Exercise brief: Each entry below should be restated word for word, without any picture it contains.

- - - -

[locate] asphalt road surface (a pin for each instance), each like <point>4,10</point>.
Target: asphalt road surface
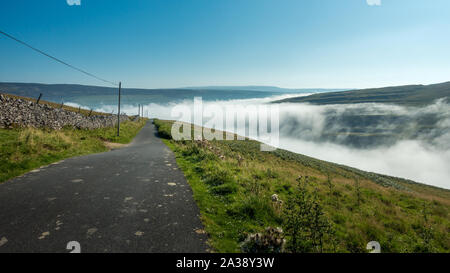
<point>133,199</point>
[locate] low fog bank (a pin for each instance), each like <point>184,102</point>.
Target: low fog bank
<point>407,142</point>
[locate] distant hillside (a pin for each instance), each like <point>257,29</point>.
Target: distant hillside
<point>267,89</point>
<point>241,190</point>
<point>415,95</point>
<point>91,96</point>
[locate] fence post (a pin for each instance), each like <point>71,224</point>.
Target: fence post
<point>39,99</point>
<point>118,112</point>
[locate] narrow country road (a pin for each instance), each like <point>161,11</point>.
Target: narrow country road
<point>133,199</point>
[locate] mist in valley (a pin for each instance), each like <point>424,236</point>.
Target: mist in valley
<point>406,142</point>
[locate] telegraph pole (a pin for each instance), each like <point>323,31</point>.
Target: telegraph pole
<point>118,112</point>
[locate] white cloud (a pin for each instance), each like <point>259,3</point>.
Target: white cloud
<point>373,2</point>
<point>74,2</point>
<point>422,157</point>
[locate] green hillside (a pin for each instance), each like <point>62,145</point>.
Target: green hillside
<point>324,207</point>
<point>414,95</point>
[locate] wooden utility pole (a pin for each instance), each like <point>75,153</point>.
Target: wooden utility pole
<point>118,112</point>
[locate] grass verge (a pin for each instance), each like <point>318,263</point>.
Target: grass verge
<point>233,183</point>
<point>25,149</point>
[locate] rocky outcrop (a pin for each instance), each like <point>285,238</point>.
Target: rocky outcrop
<point>23,113</point>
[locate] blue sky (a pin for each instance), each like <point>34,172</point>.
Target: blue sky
<point>175,43</point>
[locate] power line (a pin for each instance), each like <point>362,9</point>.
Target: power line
<point>58,60</point>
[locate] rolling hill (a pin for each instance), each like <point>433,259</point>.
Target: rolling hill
<point>413,95</point>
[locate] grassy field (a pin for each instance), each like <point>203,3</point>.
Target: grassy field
<point>331,208</point>
<point>408,95</point>
<point>25,149</point>
<point>56,105</point>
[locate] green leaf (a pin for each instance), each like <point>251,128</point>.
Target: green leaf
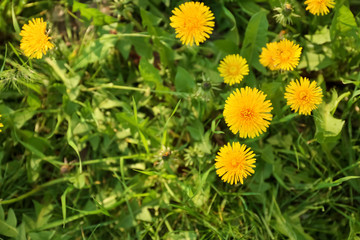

- - - -

Answer:
[locate] asphalt road surface (a pin for each instance), each like <point>4,10</point>.
Target: asphalt road surface
<point>133,199</point>
[locate] low fog bank (a pin for each instance), each like <point>184,102</point>.
Target: low fog bank
<point>407,142</point>
[locate] distant hillside (a pin for each instance), each like <point>257,29</point>.
Target: distant hillside
<point>267,89</point>
<point>241,190</point>
<point>415,95</point>
<point>91,96</point>
[locate] fence post (a pin for each instance), each like <point>71,224</point>.
Target: fence post
<point>39,99</point>
<point>118,112</point>
[locate] narrow country road (a pin for each instance), each like <point>161,11</point>.
Target: narrow country road
<point>133,199</point>
[locate] mist in valley (a pin for each instance), each like <point>424,236</point>.
Target: mist in valley
<point>406,142</point>
[locate] telegraph pole (a pin for each instance), each like <point>323,31</point>.
Target: telegraph pole
<point>118,112</point>
[locate] white cloud (a pin for each instance), each like <point>259,3</point>.
Target: white cloud
<point>373,2</point>
<point>74,2</point>
<point>422,157</point>
[locate] green hillside (a pin for each instance), each like <point>62,145</point>.
Target: green hillside
<point>324,207</point>
<point>414,95</point>
[locate] wooden utility pole (a pin for each instance), each like <point>75,153</point>.
Target: wooden utility pole
<point>118,112</point>
[locate] grass verge (a pin for each instance), each like <point>318,263</point>.
Target: grass verge
<point>233,183</point>
<point>25,149</point>
[locate] rocky outcrop (a pin for each instance), each like <point>285,238</point>.
Target: rocky outcrop
<point>23,113</point>
[locate] blue sky (a pin for each instance), each like <point>34,172</point>.
Target: blue sky
<point>175,43</point>
[locate] power line (a pin for each instance), each like <point>362,9</point>.
Target: power line
<point>58,60</point>
[locate] rolling hill (a pin for each instance), each like <point>433,259</point>.
Target: rolling hill
<point>413,95</point>
[locate] grassy field (a pin for each instance), each like <point>203,3</point>.
Target: grassy field
<point>331,208</point>
<point>408,95</point>
<point>25,149</point>
<point>56,105</point>
[locate] green leaf (a pin for each instance), each like <point>251,128</point>.
Target: green leaf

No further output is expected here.